▶ **Some records**:
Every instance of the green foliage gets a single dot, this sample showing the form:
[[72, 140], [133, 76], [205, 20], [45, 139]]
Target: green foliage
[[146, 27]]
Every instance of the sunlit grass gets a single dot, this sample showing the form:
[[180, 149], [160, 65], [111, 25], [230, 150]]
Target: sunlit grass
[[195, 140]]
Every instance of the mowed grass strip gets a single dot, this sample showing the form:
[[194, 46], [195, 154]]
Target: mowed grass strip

▶ **Directions**: Rewrite all of the material above, changing every "single dot" to "single point" and leaving the rest untouched.

▶ **Final result**:
Every instance of the green foliage gets a single point, this sample showing the form:
[[72, 140], [133, 76], [205, 20], [45, 139]]
Target: green foliage
[[146, 27]]
Every instance of the sunlit grass gets a single point, this sample showing the form:
[[180, 149], [160, 65], [111, 25], [230, 150]]
Target: sunlit grass
[[195, 140]]
Every instance of the mowed grass strip gets a single point, this sample showing the form:
[[194, 46], [195, 154]]
Target: mowed grass strip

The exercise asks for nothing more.